PROBLEM REQUIREMENTS: Every entry must be given again exactly. Include no pictures.

DATA PROVIDED:
Segment Open

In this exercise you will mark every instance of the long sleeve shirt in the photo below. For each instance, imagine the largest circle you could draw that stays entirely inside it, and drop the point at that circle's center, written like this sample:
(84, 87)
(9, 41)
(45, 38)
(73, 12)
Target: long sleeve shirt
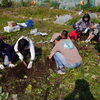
(81, 24)
(7, 50)
(30, 46)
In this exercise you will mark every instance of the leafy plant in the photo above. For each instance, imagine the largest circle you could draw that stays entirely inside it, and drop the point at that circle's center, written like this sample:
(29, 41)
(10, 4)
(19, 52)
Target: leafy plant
(72, 21)
(3, 95)
(55, 4)
(95, 9)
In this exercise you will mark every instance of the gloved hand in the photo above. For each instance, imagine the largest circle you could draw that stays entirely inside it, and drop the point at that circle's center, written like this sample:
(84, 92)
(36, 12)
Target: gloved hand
(2, 67)
(30, 65)
(85, 31)
(11, 65)
(20, 56)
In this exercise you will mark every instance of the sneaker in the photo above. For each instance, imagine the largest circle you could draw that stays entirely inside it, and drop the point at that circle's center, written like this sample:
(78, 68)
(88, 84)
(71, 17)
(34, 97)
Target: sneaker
(59, 71)
(87, 41)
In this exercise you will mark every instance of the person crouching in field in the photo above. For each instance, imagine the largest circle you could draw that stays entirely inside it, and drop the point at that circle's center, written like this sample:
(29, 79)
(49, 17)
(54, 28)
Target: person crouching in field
(6, 52)
(95, 29)
(65, 54)
(25, 43)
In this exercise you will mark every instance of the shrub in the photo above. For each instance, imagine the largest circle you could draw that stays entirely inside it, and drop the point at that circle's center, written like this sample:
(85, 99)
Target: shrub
(95, 9)
(72, 21)
(6, 3)
(55, 4)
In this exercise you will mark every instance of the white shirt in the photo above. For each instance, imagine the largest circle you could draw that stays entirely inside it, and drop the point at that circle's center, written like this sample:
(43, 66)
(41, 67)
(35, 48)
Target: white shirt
(30, 46)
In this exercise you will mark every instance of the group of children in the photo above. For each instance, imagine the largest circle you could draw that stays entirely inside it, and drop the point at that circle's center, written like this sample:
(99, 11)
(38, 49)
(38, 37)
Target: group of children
(84, 26)
(8, 52)
(24, 43)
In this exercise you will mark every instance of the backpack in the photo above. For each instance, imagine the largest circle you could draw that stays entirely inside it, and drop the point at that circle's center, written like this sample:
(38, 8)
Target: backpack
(73, 35)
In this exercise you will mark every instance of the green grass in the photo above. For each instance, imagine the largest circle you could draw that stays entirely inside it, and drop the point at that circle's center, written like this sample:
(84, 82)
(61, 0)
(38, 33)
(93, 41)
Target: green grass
(59, 86)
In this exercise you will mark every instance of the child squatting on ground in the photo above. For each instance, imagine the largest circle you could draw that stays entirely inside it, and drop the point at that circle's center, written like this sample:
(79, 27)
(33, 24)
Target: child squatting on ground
(95, 29)
(6, 53)
(65, 54)
(25, 43)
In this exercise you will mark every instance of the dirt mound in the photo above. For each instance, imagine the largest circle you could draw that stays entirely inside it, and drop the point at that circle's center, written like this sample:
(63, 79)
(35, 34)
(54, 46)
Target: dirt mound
(18, 78)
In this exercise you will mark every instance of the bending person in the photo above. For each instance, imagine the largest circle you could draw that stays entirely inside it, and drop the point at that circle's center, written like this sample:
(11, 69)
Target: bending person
(65, 54)
(25, 43)
(83, 24)
(6, 53)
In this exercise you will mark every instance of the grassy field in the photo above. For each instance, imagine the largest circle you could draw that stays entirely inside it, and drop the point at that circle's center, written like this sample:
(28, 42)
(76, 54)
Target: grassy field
(41, 83)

Segment Closed

EXPECTED ANSWER:
In this exercise you will mark every instance of the long sleeve shirt in the photo below. For each instance, imagine the largest circle you could draw that stays entirely inside it, and drop the point at that circle's center, written like this sample:
(84, 87)
(9, 41)
(45, 38)
(73, 12)
Target: long sleeve shirt
(81, 24)
(7, 50)
(30, 46)
In this exercise you will mark every instance of the leafy plant in the photo above. For each instance, imagine the largest circle you could draw that stays entirely inside it, and drop the point at that circle's center, written like this sample:
(29, 41)
(10, 4)
(19, 52)
Target: leafy plant
(72, 21)
(3, 95)
(55, 4)
(95, 9)
In this exercise you will mark every instance of the gloved hand in the photo above. For each instance, imagine the largest circle you could draw that stays entirely inside it, and drop the point at that circle's center, written like this sample:
(84, 92)
(36, 12)
Target: gloved hand
(2, 67)
(30, 65)
(85, 31)
(11, 65)
(20, 56)
In this exercise you will mark every instance of the sneaker in the photo above. For each instance, imagine the largest circle you could draw that stays entirely inside it, and drop the point at that circle's center, written like this sample:
(78, 68)
(88, 84)
(71, 17)
(34, 97)
Target: sneaker
(59, 71)
(87, 41)
In this exercise you will mark every instance of the person crouching in field in the photo above. For each instance, imagine the largest circle you could draw that stays entirely inside it, and drop the point at that circle's center, written like this sample:
(29, 79)
(49, 17)
(54, 28)
Target: person crouching in field
(6, 52)
(95, 29)
(65, 54)
(25, 43)
In this exercise you will mark every instance of the shrub in the photo above. For each instance, imagine the largest circle you could draw that stays entirely inside it, and drop the point at that circle's center, written like this sample:
(85, 99)
Target: shrub
(95, 9)
(72, 21)
(6, 3)
(55, 4)
In this exercise you will mark every instance of the white shirt in the photo above. For each instance, imagine the largest circle you could draw that stays entirely inside it, and drop the point at that circle's center, written like this sample:
(43, 66)
(41, 67)
(35, 48)
Target: white shirt
(30, 46)
In this exercise you will mark every instance of the group of children in the photo above. For each instance, imagine the largest circle you could draw that stays entirely inside it, and drop the point at that circle's center, written like this sample:
(99, 11)
(38, 49)
(38, 37)
Target: group of children
(84, 26)
(8, 52)
(24, 43)
In this exercise you will mark every instance of the backpack in the photo above. For each instance, imagine the largest circle you could draw that stays entirely inside it, and drop the point at that circle's center, written like this sample:
(38, 8)
Target: backpack
(73, 35)
In this exercise you will mark every instance of the green grass in the photo above. For each instance, imagine the largest circle you could draw that stays entirely inside it, and drop the point at that circle's center, written like this sample:
(84, 82)
(61, 0)
(38, 33)
(93, 41)
Target: green grass
(59, 86)
In this exercise you will mark every instance of the child squatting on ground in the photo above. For each instance, imagine the largest circle you could draw that stays entirely inside it, and drop the point at that circle's center, written like this sample:
(79, 27)
(33, 24)
Target: child squatting on ground
(95, 29)
(6, 53)
(65, 54)
(25, 43)
In this exercise you will mark every instance of the dirt mound in the photo above. For each instance, imagine the largest circle you could draw that stays entirely inside it, and drop the point at that circle's center, written like this sample:
(63, 79)
(35, 34)
(54, 46)
Target: dirt mound
(18, 78)
In this exercise you will mark every instance of the bending person in the photo above. For each instance, imagine the largest circle you could draw that stays entirely inside it, and drop the point at that circle's center, written like this sample:
(11, 69)
Target: bending person
(65, 54)
(25, 43)
(83, 24)
(6, 53)
In this exercise you will mark every instance of the grassy field in the photo above. For each instance, imagine the largest circle you could draw that stays entirely inside it, and drop the point at that circle's center, written like this sample:
(28, 42)
(76, 54)
Target: grassy field
(41, 83)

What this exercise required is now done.